--- Fragmento del documento ---
= = =

Las causas genéricas de este deterioro del debate político son múltiples. La crisis de las grandes ideologías, sustentadas todas ellas sobre teorías omnicomprensivas de la realidad social, así como la ausencia de los intelectuales de los debates, víctimas de su propio relativismo, o la inmediatez en los medios de comunicación puedan ser tres de las causas profundas de este problema. Pero es un hecho, para mí indudable, que el debate político está perdiendo fuerza, nivel intelectual, racionalidad. Y cualquiera que haya seguido la reciente campaña en Italia o los debates sobre el nuevo contrato laboral francés coincidirán conmigo en este deterioro del debate político. El problema es que el ejemplo español no es más edificante. 

Es cierto que, en España, el declive de la calidad de nuestro debate político empezó cuando Aznar desplazó a los socialistas del poder a base de repetir cuatro frases manidas. Pero es también cierto que con el gobierno de Zapatero no ha mejorado la situación de la calidad del debate político porque nuestro debate político (tanto en la selección de los temas, como en los argumentos) se está dirimiendo, huérfanos nuestros partidos de teorías y de intelectuales, en el plano de los sentimientos, no en el de la razón. Cuando Maragall , y con él los nacionalistas y socialistas catalanes, presentaron las razones por las que había que hacer un nuevo estatuto, no argumentaron desde criterios de eficiencia en la gestión de los servicios públicos (con un buen estudio previo de esta eficiencia) o desde un criterio de ampliación de los derechos de los individuos (que podrían ser generalizables al conjunto de los ciudadanos de España a través del grupo parlamentario socialista), sino desde el recuerdo (mítico muchas veces) del pasado, mal llamado memoria histórica, y desde la identidad. Es decir, desde dos razones que pertenecen al ámbito de lo privado, de lo subjetivo: porque la Historia es la que es, pero cada uno tiene sus mitos de ella, por lo que es sencillamente absurdo legislar o gestionar el presente condicionado por ella; y la identidad (hermosa palabra que significa igual) es inobservable y, por lo mismo, no debe pertenecer al ámbito de lo democrático por desigualitario. Los nacionalistas, pues, y aquellos que los siguen en estos temas, sencillamente no argumentan, no dan razones comprensibles, no razonan. De ahí que el debate con ellos sólo se pueda producir en su mismo plano de irracionalidad (como hace, muy maleducadamente, por ejemplo, Jiménez Losantos ). Nuestro debate político se ha contagiado, pues, de una debilidad historicista y de una debilidad nacionalista. Dos debilidades que no sólo marcan la argumentación, sino los mismos temas: nuestro debate político es tan débil que a asuntos de enorme calado presente o futuro (la inmigración, la pobreza, la investigación, la construcción europea, la emergencia asiática o la dependencia energética) apenas se les dedica atención, cuando no están también contaminados por estas mismas debilidades historicistas y nacionalistas. Hasta el mero paso del tiempo y un 14 de abril actúa como razón para suscitar viejos debates en los que nada nos va.

= = =

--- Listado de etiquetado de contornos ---
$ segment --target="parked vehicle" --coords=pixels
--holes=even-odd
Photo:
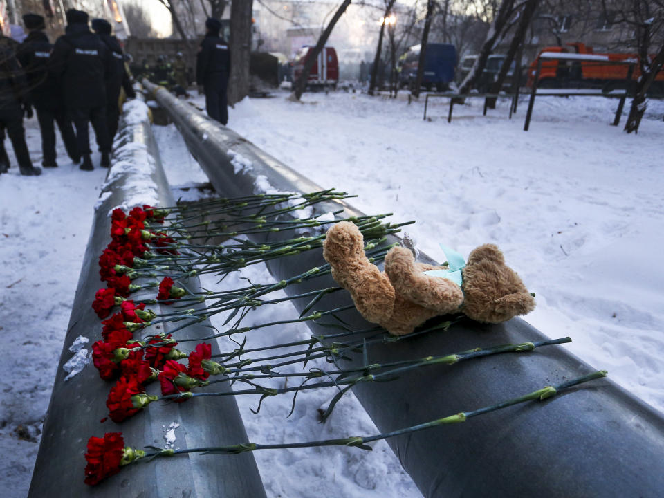
[[[420,58],[420,45],[410,47],[399,60],[399,82],[402,86],[412,88],[417,79],[417,68]],[[428,44],[424,59],[424,74],[422,86],[427,90],[434,86],[439,91],[450,87],[454,79],[456,66],[456,48],[450,44]]]
[[[532,86],[537,73],[540,57],[544,52],[604,55],[609,61],[638,61],[639,57],[634,53],[596,54],[593,48],[582,43],[569,43],[566,46],[544,47],[531,64],[528,72],[528,86]],[[650,55],[651,60],[654,55]],[[616,88],[625,88],[629,65],[602,64],[599,62],[582,60],[542,59],[540,72],[538,86],[542,88],[600,88],[610,91]],[[638,64],[631,75],[632,82],[641,76]],[[664,94],[664,71],[660,71],[651,86],[651,92],[658,95]]]
[[[297,81],[304,68],[313,47],[302,47],[293,66],[293,80]],[[323,47],[318,54],[317,64],[311,68],[307,81],[308,87],[332,86],[336,89],[339,82],[339,62],[337,52],[333,47]]]

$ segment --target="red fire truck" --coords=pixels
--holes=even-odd
[[[297,57],[293,66],[293,80],[297,80],[302,74],[304,64],[309,58],[309,55],[313,50],[313,46],[304,46],[297,54]],[[311,68],[309,73],[307,86],[332,86],[337,87],[339,82],[339,62],[337,59],[337,52],[333,47],[323,47],[318,54],[316,64]]]
[[[545,53],[571,53],[587,55],[604,56],[610,62],[634,62],[631,80],[636,81],[641,75],[638,64],[638,55],[634,53],[596,54],[593,48],[582,43],[569,43],[566,46],[544,47],[531,64],[528,72],[528,86],[532,86],[535,81],[540,56]],[[651,59],[654,55],[650,56]],[[624,85],[627,77],[629,64],[602,64],[601,60],[557,60],[542,59],[542,69],[537,86],[542,88],[611,88]],[[651,91],[658,95],[664,93],[664,71],[660,71],[651,86]]]

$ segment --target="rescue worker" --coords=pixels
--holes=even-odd
[[[134,98],[136,94],[131,88],[131,80],[124,68],[122,48],[118,39],[111,34],[111,24],[106,19],[93,19],[92,29],[106,45],[112,57],[113,72],[106,80],[106,118],[112,142],[118,131],[118,122],[120,120],[120,92],[124,88],[128,98]]]
[[[65,14],[65,34],[57,39],[50,56],[50,71],[60,78],[64,104],[74,126],[83,162],[80,169],[94,169],[90,158],[88,123],[91,123],[102,153],[100,165],[111,164],[111,138],[106,120],[106,81],[112,76],[111,55],[88,28],[88,15],[70,9]]]
[[[178,52],[173,62],[173,79],[175,84],[187,90],[189,82],[187,80],[187,63],[182,57],[182,52]]]
[[[33,110],[28,82],[16,58],[17,45],[14,40],[0,34],[0,128],[3,138],[5,130],[9,135],[21,174],[37,176],[42,174],[42,169],[33,166],[23,128],[24,113],[31,118]],[[9,160],[3,144],[1,149],[0,173],[6,173]]]
[[[67,154],[74,164],[78,164],[81,154],[76,145],[74,128],[66,116],[57,80],[48,71],[47,63],[53,46],[48,42],[48,37],[42,30],[46,27],[44,17],[37,14],[26,14],[23,16],[23,22],[28,35],[19,46],[17,57],[26,71],[32,103],[37,110],[37,118],[39,122],[42,165],[44,167],[57,167],[54,121],[60,129]]]
[[[225,126],[228,122],[226,90],[230,75],[230,49],[219,37],[221,23],[209,17],[205,37],[201,42],[196,62],[196,82],[205,93],[208,116]]]

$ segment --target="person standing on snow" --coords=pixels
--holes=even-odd
[[[127,98],[134,98],[136,92],[131,88],[131,80],[124,68],[124,54],[118,39],[111,34],[111,24],[106,19],[92,20],[92,29],[109,49],[112,57],[113,73],[106,80],[106,116],[109,125],[109,134],[113,141],[118,131],[120,120],[120,92],[124,89]]]
[[[33,166],[23,127],[24,113],[31,118],[33,109],[28,82],[16,59],[16,47],[14,40],[0,35],[0,128],[7,131],[12,140],[21,174],[37,176],[42,174],[42,169]],[[0,149],[0,173],[6,173],[9,159],[4,144]]]
[[[92,123],[102,153],[100,165],[111,165],[111,137],[106,118],[106,82],[113,74],[111,56],[104,43],[88,28],[88,15],[70,9],[65,14],[65,34],[57,39],[49,61],[50,71],[59,78],[64,104],[76,127],[81,169],[94,169],[90,158],[88,123]]]
[[[32,103],[37,110],[37,118],[39,122],[43,156],[42,165],[44,167],[57,167],[54,121],[60,129],[67,154],[74,164],[78,164],[81,154],[76,145],[74,128],[66,116],[57,80],[48,71],[47,64],[53,46],[48,42],[48,37],[42,30],[45,28],[44,17],[37,14],[26,14],[23,16],[23,22],[28,35],[19,46],[17,57],[26,71]]]
[[[230,49],[219,37],[221,23],[210,17],[205,21],[205,37],[201,42],[196,62],[196,81],[205,92],[208,116],[225,126],[228,122],[226,90],[230,75]]]

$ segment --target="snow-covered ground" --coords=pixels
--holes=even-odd
[[[424,122],[421,102],[339,92],[306,95],[300,104],[285,96],[243,101],[230,110],[230,125],[322,186],[359,194],[353,203],[366,212],[416,220],[409,232],[434,258],[444,259],[439,242],[464,255],[498,244],[537,293],[526,320],[550,336],[570,335],[573,352],[664,411],[664,103],[651,102],[638,135],[627,136],[608,125],[616,102],[601,98],[540,98],[524,133],[525,104],[509,121],[506,104],[483,118],[475,100],[455,107],[448,124],[443,102]],[[38,165],[36,120],[26,126]],[[174,161],[172,185],[205,181],[172,125],[158,130],[165,163]],[[0,394],[3,496],[28,489],[105,175],[80,172],[58,150],[57,169],[21,177],[15,166],[0,176],[0,333],[8,351],[0,374],[11,379]],[[252,271],[252,279],[267,278],[264,268]],[[246,323],[282,311],[287,304]],[[255,337],[306,333],[285,328],[274,338]],[[329,399],[304,396],[287,420],[286,398],[266,400],[257,416],[248,410],[257,400],[239,404],[257,442],[373,432],[351,397],[319,425],[315,409]],[[418,496],[384,443],[372,453],[313,449],[256,458],[270,496]]]

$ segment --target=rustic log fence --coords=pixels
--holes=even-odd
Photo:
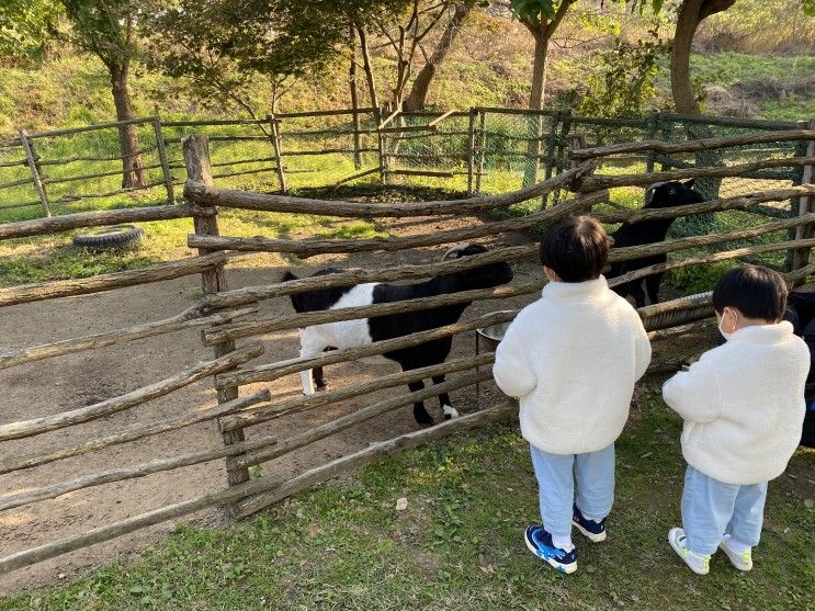
[[[585,157],[609,142],[647,139],[626,149],[624,156],[598,157],[603,167],[638,171],[645,163],[648,172],[656,165],[665,170],[691,168],[698,165],[693,152],[700,149],[654,138],[671,140],[701,124],[712,132],[738,132],[717,138],[725,161],[786,155],[793,148],[799,157],[812,157],[806,154],[806,138],[795,148],[795,135],[804,131],[806,122],[670,113],[610,120],[574,116],[567,111],[474,106],[439,112],[361,108],[235,120],[150,116],[36,133],[21,129],[16,138],[0,143],[0,217],[30,218],[37,214],[36,206],[47,217],[89,210],[105,199],[131,202],[136,197],[140,205],[172,204],[177,186],[185,181],[181,139],[193,131],[210,136],[214,179],[250,180],[248,184],[254,191],[261,188],[286,193],[292,188],[340,185],[378,176],[382,183],[421,180],[482,195],[529,186],[523,177],[537,176],[539,171],[548,179],[567,170],[566,151],[576,134],[587,139],[589,148],[581,154]],[[125,156],[117,152],[117,132],[124,125],[135,126],[142,143],[139,150]],[[747,131],[763,133],[749,148],[743,143]],[[88,152],[66,156],[64,149],[70,143]],[[648,148],[649,143],[660,146]],[[116,184],[123,174],[121,166],[136,158],[144,180],[132,186]],[[330,159],[328,171],[325,162],[315,163],[326,158]],[[709,185],[721,183],[715,174],[711,177],[705,179]],[[750,184],[748,180],[808,180],[800,169],[789,166],[744,170],[732,177],[736,179],[744,186],[731,185],[727,194],[735,194],[733,189],[744,191]],[[715,197],[717,190],[706,194]],[[558,197],[559,190],[555,190],[544,203]]]
[[[456,118],[459,114],[448,113],[444,116],[438,117],[434,122],[431,121],[425,124],[421,129],[404,129],[404,127],[409,126],[407,123],[392,126],[390,122],[398,120],[398,115],[386,117],[385,121],[381,122],[382,125],[377,124],[377,126],[382,129],[392,128],[386,134],[397,134],[399,137],[403,137],[404,134],[432,133],[440,129],[446,121]],[[272,126],[279,125],[276,118],[280,118],[280,116],[271,117],[267,122],[270,134],[267,136],[267,142],[270,146],[271,142],[269,138],[274,140],[280,137],[281,133],[285,135],[285,132],[280,131],[278,132],[278,136],[274,135],[275,129]],[[477,113],[467,113],[466,120],[468,122],[467,137],[469,142],[475,143],[476,146],[480,146],[478,144],[482,138],[478,133],[480,117]],[[151,123],[150,125],[155,128],[156,123]],[[196,125],[192,126],[196,127]],[[808,143],[815,142],[815,131],[799,129],[783,132],[783,134],[757,134],[754,137],[740,137],[738,144],[773,143],[779,139],[806,143],[808,147]],[[733,144],[731,140],[727,140],[727,146]],[[0,558],[0,574],[94,543],[107,541],[151,524],[188,516],[207,507],[222,506],[233,517],[246,517],[276,500],[325,482],[339,473],[355,468],[378,456],[440,439],[446,434],[466,430],[484,422],[507,419],[514,414],[517,407],[510,401],[490,409],[467,414],[426,430],[376,442],[364,450],[342,456],[326,465],[314,467],[288,479],[284,479],[273,469],[269,475],[251,479],[249,477],[249,467],[253,465],[264,464],[279,459],[318,440],[347,430],[350,427],[409,406],[417,400],[426,400],[442,393],[471,388],[476,384],[489,380],[490,372],[488,367],[493,362],[494,354],[453,355],[446,362],[439,365],[381,375],[373,381],[366,380],[353,383],[313,396],[274,396],[270,393],[269,388],[262,386],[260,388],[252,388],[250,394],[240,395],[241,387],[249,384],[269,383],[284,376],[296,376],[298,378],[299,376],[296,374],[315,366],[330,365],[353,361],[363,357],[383,354],[397,348],[421,344],[431,339],[461,337],[464,333],[472,335],[476,329],[511,320],[517,310],[496,308],[497,312],[480,316],[465,316],[462,320],[453,325],[430,331],[377,341],[360,348],[335,350],[310,358],[294,357],[291,359],[280,359],[280,355],[275,354],[274,360],[271,362],[259,364],[256,359],[264,353],[264,344],[268,346],[270,341],[274,342],[274,337],[270,337],[271,335],[291,331],[309,325],[429,309],[469,301],[486,302],[510,297],[521,297],[525,301],[531,301],[540,292],[544,282],[542,280],[525,282],[517,280],[505,286],[469,291],[461,294],[377,304],[362,308],[340,308],[329,312],[294,314],[285,317],[269,317],[259,314],[259,302],[283,299],[290,295],[314,288],[349,286],[360,282],[390,282],[429,278],[439,273],[451,273],[472,269],[487,262],[528,260],[535,256],[536,246],[529,244],[498,247],[483,254],[422,265],[403,264],[380,269],[352,269],[346,272],[303,278],[290,282],[274,282],[263,286],[230,288],[227,286],[224,268],[235,253],[278,252],[292,253],[302,259],[307,259],[325,253],[398,251],[410,248],[444,246],[475,238],[496,237],[508,231],[545,227],[573,214],[593,214],[598,219],[607,223],[635,222],[644,218],[693,217],[703,214],[747,210],[758,204],[789,205],[791,200],[799,197],[811,199],[815,193],[815,184],[812,184],[812,181],[807,179],[802,184],[785,189],[763,190],[751,195],[737,197],[718,197],[702,204],[688,206],[659,210],[604,210],[603,206],[609,199],[609,188],[645,185],[666,176],[673,180],[692,178],[694,176],[729,178],[738,177],[739,173],[744,172],[760,172],[777,168],[802,168],[804,171],[803,176],[811,177],[811,168],[813,162],[815,162],[813,155],[807,152],[802,156],[784,159],[767,159],[735,166],[677,168],[668,172],[652,171],[644,174],[623,174],[615,177],[601,177],[596,173],[598,167],[600,167],[607,157],[629,155],[632,152],[645,155],[652,152],[666,154],[666,146],[664,143],[648,142],[636,143],[627,147],[591,147],[588,149],[571,150],[570,154],[564,151],[565,157],[574,159],[574,165],[569,163],[573,167],[558,172],[555,172],[555,168],[553,168],[551,176],[543,182],[500,195],[482,195],[479,197],[440,202],[360,204],[341,201],[298,199],[285,194],[248,193],[217,186],[215,184],[217,172],[213,172],[215,165],[210,159],[210,140],[201,135],[192,135],[183,138],[183,157],[186,173],[183,203],[137,210],[70,214],[0,225],[0,239],[11,239],[66,231],[86,226],[113,225],[122,223],[123,219],[136,222],[188,217],[193,219],[194,226],[194,233],[189,236],[188,244],[191,248],[199,250],[197,256],[150,265],[144,270],[133,272],[117,272],[84,280],[2,288],[0,290],[0,306],[13,306],[32,301],[111,291],[135,284],[160,282],[188,274],[201,274],[204,292],[204,296],[200,303],[163,320],[144,323],[114,331],[92,333],[0,353],[0,370],[189,329],[200,330],[203,344],[211,346],[214,349],[212,360],[197,363],[135,391],[67,411],[55,409],[50,416],[32,418],[19,422],[1,423],[0,443],[10,440],[18,440],[15,443],[22,443],[25,439],[48,431],[79,428],[83,423],[143,406],[157,397],[167,396],[170,393],[180,392],[205,377],[212,377],[217,389],[217,405],[211,407],[192,412],[173,415],[172,417],[162,419],[155,419],[138,426],[123,427],[109,431],[102,437],[82,439],[78,442],[70,443],[55,443],[35,452],[16,451],[13,455],[8,455],[0,460],[0,474],[16,473],[36,465],[45,465],[70,456],[79,456],[161,432],[181,430],[185,427],[205,421],[216,423],[217,430],[223,437],[223,445],[220,448],[193,449],[192,452],[177,456],[151,460],[136,465],[107,468],[97,473],[75,476],[63,482],[35,485],[31,489],[11,491],[0,496],[0,510],[12,510],[29,503],[58,498],[68,493],[83,490],[103,484],[145,477],[151,474],[169,472],[183,466],[222,459],[226,460],[228,484],[223,489],[202,494],[182,502],[161,507],[113,524],[103,525],[80,535],[50,542],[32,550],[18,551]],[[682,151],[699,151],[721,148],[724,145],[722,139],[712,139],[686,143],[682,146],[684,147]],[[677,148],[667,152],[677,152]],[[276,154],[279,158],[280,155],[285,156],[285,151],[281,152],[280,140],[278,140]],[[265,161],[263,160],[262,162]],[[473,168],[472,184],[474,188],[478,179],[476,171],[478,163],[478,158],[475,155],[467,163],[468,168]],[[276,173],[276,170],[273,171]],[[390,176],[397,174],[392,172]],[[531,199],[552,197],[554,200],[553,195],[556,191],[570,191],[573,195],[561,197],[556,204],[527,216],[484,223],[474,222],[472,226],[452,230],[440,230],[435,234],[426,234],[417,237],[395,236],[390,238],[360,240],[242,238],[220,236],[217,224],[218,211],[229,208],[358,218],[432,217],[453,214],[475,215],[506,208]],[[636,278],[642,278],[655,271],[688,268],[711,261],[736,260],[743,258],[745,254],[790,249],[807,254],[806,257],[802,256],[786,273],[789,282],[800,282],[815,274],[815,264],[808,261],[808,249],[815,246],[815,239],[806,233],[814,224],[815,213],[808,212],[808,208],[805,206],[801,206],[801,213],[794,217],[773,220],[757,227],[711,235],[671,238],[656,245],[612,249],[612,261],[632,260],[655,253],[671,253],[672,257],[667,263],[650,265],[624,276],[612,279],[610,284],[613,286]],[[799,228],[802,228],[803,231],[795,234],[796,239],[779,239],[769,244],[739,248],[729,246],[722,251],[695,254],[695,250],[698,249],[711,249],[718,245],[728,245],[756,236],[770,235],[774,231],[796,230]],[[690,254],[676,256],[683,251],[690,251]],[[516,301],[513,303],[518,302]],[[670,340],[681,335],[693,332],[699,327],[710,326],[709,321],[702,320],[710,315],[710,295],[703,294],[665,304],[650,305],[642,308],[639,314],[653,339]],[[263,338],[262,343],[257,341],[261,337]],[[238,346],[236,342],[239,340],[249,340],[249,343]],[[655,363],[652,371],[665,371],[670,366],[676,366],[676,363]],[[454,374],[454,376],[442,384],[433,385],[421,391],[406,394],[392,393],[395,396],[372,399],[370,404],[351,414],[310,428],[305,432],[291,437],[286,437],[283,430],[276,431],[275,434],[271,435],[248,434],[256,431],[253,427],[272,422],[282,416],[316,409],[320,406],[337,404],[338,401],[354,397],[367,396],[383,388],[394,388],[409,382],[440,374]],[[21,440],[23,441],[21,442]]]

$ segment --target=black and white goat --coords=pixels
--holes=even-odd
[[[648,189],[648,197],[645,208],[667,208],[671,206],[682,206],[687,204],[698,204],[704,202],[704,196],[693,190],[693,179],[686,182],[663,182],[652,185]],[[614,238],[614,247],[639,246],[644,244],[656,244],[665,239],[668,229],[673,223],[672,218],[655,218],[650,220],[639,220],[637,223],[623,223],[620,228],[611,234]],[[656,263],[665,263],[668,260],[667,254],[654,254],[643,257],[642,259],[632,259],[630,261],[620,261],[612,263],[611,269],[607,272],[605,278],[611,279],[624,273],[641,270]],[[657,272],[639,280],[632,280],[624,284],[614,286],[614,291],[627,297],[634,297],[637,307],[645,305],[645,290],[648,292],[648,298],[652,304],[659,299],[659,283],[663,280],[664,272]]]
[[[487,249],[478,245],[460,245],[444,253],[442,261],[450,257],[467,257],[486,252]],[[340,272],[342,270],[329,268],[320,270],[314,275]],[[283,276],[284,281],[295,280],[291,272]],[[414,284],[367,283],[350,287],[318,288],[292,295],[292,305],[296,312],[316,312],[343,307],[362,307],[372,304],[400,302],[417,297],[430,297],[476,288],[489,288],[506,284],[512,280],[512,269],[506,262],[486,263],[477,268],[433,276],[425,282]],[[329,349],[353,348],[366,346],[374,341],[393,339],[419,331],[427,331],[452,325],[459,320],[471,302],[434,307],[404,314],[389,314],[375,318],[359,318],[340,323],[327,323],[301,329],[301,357],[314,357]],[[448,358],[453,340],[451,337],[437,339],[385,352],[383,357],[396,361],[403,371],[438,365]],[[380,359],[372,359],[378,361]],[[363,359],[367,361],[367,359]],[[310,395],[325,387],[322,369],[315,367],[302,372],[303,393]],[[433,384],[444,382],[444,375],[433,376]],[[425,387],[421,381],[408,384],[411,392]],[[459,415],[450,403],[446,393],[439,395],[439,404],[444,412],[444,419]],[[414,404],[414,417],[419,425],[432,425],[433,419],[425,409],[423,401]]]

= = =

--- Indicación ---
Transcribe palabra por palabra el pasaje del texto sobre el debate político que comienza en las palabras "Las causas genéricas" y termina después de "es más edificante.". El listado es material independiente del texto sobre el debate político.

--- Respuesta ---
Las causas genéricas de este deterioro del debate político son múltiples. La crisis de las grandes ideologías, sustentadas todas ellas sobre teorías omnicomprensivas de la realidad social, así como la ausencia de los intelectuales de los debates, víctimas de su propio relativismo, o la inmediatez en los medios de comunicación puedan ser tres de las causas profundas de este problema. Pero es un hecho, para mí indudable, que el debate político está perdiendo fuerza, nivel intelectual, racionalidad. Y cualquiera que haya seguido la reciente campaña en Italia o los debates sobre el nuevo contrato laboral francés coincidirán conmigo en este deterioro del debate político. El problema es que el ejemplo español no es más edificante.